GIVEN REQUEST:
Copy out the data below line for line, keeping every character unchanged.

DATASET EXCERPTS:
— start —
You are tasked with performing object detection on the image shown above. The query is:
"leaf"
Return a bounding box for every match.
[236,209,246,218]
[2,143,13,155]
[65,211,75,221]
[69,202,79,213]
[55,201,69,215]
— end —
COMPLETE ANSWER:
You are tasked with performing object detection on the image shown above. The query is:
"leaf"
Return a bounding box for every match.
[236,209,246,218]
[2,143,13,155]
[65,211,75,221]
[69,202,79,213]
[55,201,69,215]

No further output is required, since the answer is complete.